Exercise: Reproduce the part of the article on the Chiefs' bid for three straight Super Bowls starting with "Normally on this" and going on through "a broader sense.", replacing "box score" with "stat sheet".

Extract to read:
§
The Chiefs begin their shot at history
Don't lose sight of what a monumental, historic task Mahomes and company are embarking on in the 2024 season.
It’s a great time to be a Chiefs fan.
Normally on this site, we spend our time and energy going beyond the box score to talk Chiefs film and football in general. Today, I want to talk about the Chiefs, football, and life in general in a broader sense.
Tonight, at 7:20 PM Arrowhead time, the Kansas City Chiefs will begin their quest to be the first team in NFL history to win three consecutive Super Bowls. They won’t succeed or fail in that quest today. They could win by 30 and there will be a lot of work to do. They could lose by 40 and (you guessed it) there will be a lot of work to do. Winning it all is hard, even though the Chiefs have made it look (somewhat) routine over the last half-dozen years.
I want to just pause, take a breath, and remind all of you (and myself) what a monumental, historic feat we’re about to watch Patrick Mahomes and company attempt. No one has ever gone back-to-back-to-back in the Super Bowl era. No one.
The last time a professional football team won three consecutive championships, it was the Green Bay Packers in the 1965-1967 seasons, and one of those championships (the first one) was not a Super Bowl, as the NFL and AFL had not yet merged. If you need an idea as to how different the league was then, there were 14 teams in the NFL in 1965 (with 8 more in the AFL) and 16 in 1967 (with another 9 in the AFL). The salary cap wouldn’t become part of the league for another three decades. And again, the Super Bowl literally hadn’t been invented yet in that first “NFL Championship” that kicked off Green Bay’s three titles in a row.
§
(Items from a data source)
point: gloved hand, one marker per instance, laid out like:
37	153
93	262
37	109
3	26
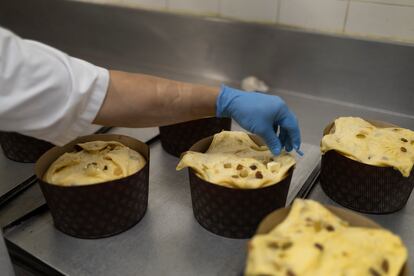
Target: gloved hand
262	115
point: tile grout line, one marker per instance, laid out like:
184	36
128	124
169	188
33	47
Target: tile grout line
346	16
278	7
384	3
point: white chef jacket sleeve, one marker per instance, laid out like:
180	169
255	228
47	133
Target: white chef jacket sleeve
45	93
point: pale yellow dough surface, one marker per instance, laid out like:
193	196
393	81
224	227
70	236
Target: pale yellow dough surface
312	241
234	160
363	142
97	162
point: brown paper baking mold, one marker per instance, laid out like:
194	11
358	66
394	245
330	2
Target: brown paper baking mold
361	187
233	213
97	210
178	138
354	219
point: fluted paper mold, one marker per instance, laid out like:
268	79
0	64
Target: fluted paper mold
229	212
97	210
362	187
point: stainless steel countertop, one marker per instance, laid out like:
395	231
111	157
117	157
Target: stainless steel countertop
401	222
168	241
13	173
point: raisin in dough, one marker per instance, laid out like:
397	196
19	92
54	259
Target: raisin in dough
97	162
313	241
234	160
363	142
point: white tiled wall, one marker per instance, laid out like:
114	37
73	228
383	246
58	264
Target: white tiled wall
250	10
384	19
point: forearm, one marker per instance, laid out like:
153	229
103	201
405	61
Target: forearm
137	100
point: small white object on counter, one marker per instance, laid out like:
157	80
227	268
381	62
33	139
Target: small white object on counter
252	83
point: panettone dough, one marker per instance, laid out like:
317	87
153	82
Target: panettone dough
234	160
313	241
363	142
96	162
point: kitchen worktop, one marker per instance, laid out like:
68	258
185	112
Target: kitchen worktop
321	77
167	241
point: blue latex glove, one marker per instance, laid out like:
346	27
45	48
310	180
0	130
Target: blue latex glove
263	115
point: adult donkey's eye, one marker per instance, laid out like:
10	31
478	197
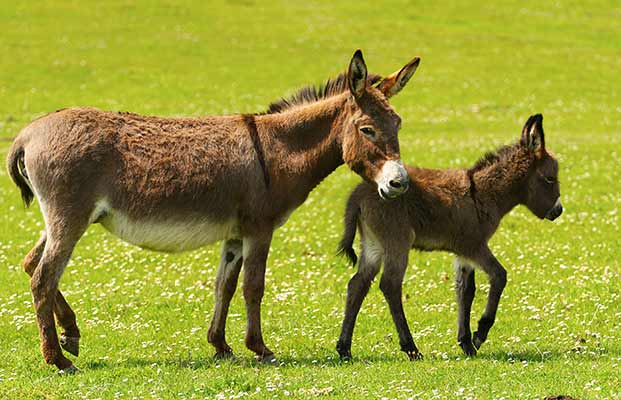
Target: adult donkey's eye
368	132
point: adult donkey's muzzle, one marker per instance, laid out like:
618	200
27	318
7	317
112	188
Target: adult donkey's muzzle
555	211
393	180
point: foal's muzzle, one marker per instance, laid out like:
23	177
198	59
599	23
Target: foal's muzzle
555	211
393	180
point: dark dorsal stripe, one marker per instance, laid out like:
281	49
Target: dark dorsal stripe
256	143
310	94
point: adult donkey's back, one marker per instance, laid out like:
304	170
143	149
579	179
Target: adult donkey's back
178	184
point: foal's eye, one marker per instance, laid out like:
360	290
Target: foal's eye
368	132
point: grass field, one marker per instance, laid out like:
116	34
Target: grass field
486	66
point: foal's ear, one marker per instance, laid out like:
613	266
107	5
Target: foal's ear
532	135
393	83
357	74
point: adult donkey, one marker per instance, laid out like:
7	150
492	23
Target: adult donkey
177	184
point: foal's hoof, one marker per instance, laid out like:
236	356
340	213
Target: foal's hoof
269	359
345	356
70	344
414	355
71	370
477	341
224	355
344	351
468	349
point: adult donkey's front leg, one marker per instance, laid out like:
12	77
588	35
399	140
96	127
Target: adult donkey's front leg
226	283
256	249
498	280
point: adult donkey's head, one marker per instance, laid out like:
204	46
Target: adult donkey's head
370	142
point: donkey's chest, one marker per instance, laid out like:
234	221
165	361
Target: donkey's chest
168	235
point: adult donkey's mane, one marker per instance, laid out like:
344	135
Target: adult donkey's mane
311	93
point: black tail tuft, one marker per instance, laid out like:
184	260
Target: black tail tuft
352	213
17	171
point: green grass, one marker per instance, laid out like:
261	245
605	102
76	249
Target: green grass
486	66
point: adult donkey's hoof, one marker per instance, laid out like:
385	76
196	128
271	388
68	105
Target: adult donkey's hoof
468	347
70	344
71	370
414	355
269	359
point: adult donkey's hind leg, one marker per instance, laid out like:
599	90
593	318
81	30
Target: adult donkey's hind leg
226	282
391	285
256	249
70	338
498	280
63	232
465	289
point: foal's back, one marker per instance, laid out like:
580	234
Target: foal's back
438	212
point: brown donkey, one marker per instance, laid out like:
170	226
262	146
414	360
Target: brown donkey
449	210
177	184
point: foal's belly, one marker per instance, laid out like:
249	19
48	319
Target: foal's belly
168	234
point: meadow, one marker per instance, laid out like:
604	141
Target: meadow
486	66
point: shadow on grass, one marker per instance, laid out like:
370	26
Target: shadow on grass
248	361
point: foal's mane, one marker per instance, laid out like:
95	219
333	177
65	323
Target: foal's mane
311	94
493	157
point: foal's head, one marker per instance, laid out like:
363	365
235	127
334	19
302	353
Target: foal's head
370	143
543	197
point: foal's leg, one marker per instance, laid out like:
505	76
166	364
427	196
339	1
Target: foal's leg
357	289
391	285
226	283
62	236
498	280
256	249
70	338
464	288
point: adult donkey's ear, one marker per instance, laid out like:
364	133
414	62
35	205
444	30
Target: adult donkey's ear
392	84
357	74
532	135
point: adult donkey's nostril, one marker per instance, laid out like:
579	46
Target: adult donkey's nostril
395	184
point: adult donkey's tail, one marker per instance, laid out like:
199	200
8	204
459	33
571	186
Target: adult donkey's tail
352	213
17	170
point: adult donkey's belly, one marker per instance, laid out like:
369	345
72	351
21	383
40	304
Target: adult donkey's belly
167	234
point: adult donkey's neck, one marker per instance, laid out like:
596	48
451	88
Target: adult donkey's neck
302	145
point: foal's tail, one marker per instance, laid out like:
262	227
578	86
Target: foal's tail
17	170
352	213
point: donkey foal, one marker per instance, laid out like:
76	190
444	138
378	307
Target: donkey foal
450	210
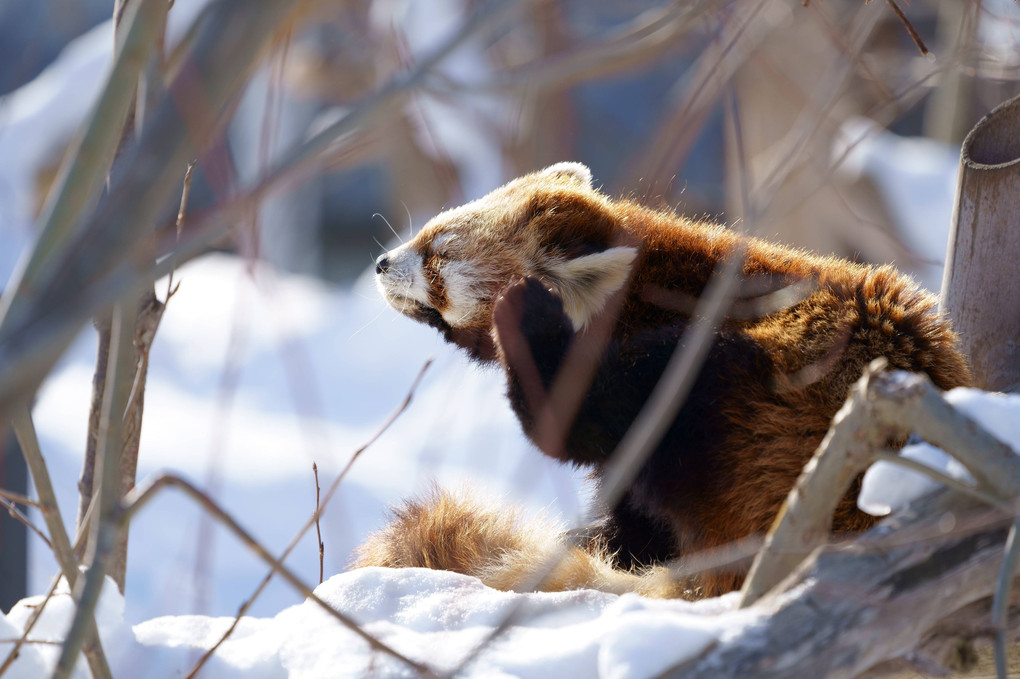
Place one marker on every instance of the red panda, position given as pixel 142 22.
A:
pixel 582 299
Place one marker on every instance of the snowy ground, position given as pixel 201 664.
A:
pixel 254 376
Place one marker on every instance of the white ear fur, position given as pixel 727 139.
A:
pixel 577 171
pixel 585 282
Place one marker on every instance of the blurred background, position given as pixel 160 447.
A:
pixel 278 352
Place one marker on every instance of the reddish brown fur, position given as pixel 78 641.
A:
pixel 817 346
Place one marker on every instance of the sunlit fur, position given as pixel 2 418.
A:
pixel 547 254
pixel 501 546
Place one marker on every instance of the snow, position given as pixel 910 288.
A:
pixel 432 617
pixel 916 177
pixel 888 486
pixel 255 374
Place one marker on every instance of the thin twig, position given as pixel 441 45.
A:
pixel 23 520
pixel 922 48
pixel 33 619
pixel 179 223
pixel 18 498
pixel 24 431
pixel 1001 603
pixel 318 533
pixel 37 614
pixel 103 536
pixel 297 538
pixel 142 494
pixel 945 479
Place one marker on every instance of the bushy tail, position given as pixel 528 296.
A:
pixel 502 547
§
Response to this exercise:
Normally on this site, we spend our time and energy going beyond the stat sheet to talk Chiefs film and football in general. Today, I want to talk about the Chiefs, football, and life in general in a broader sense.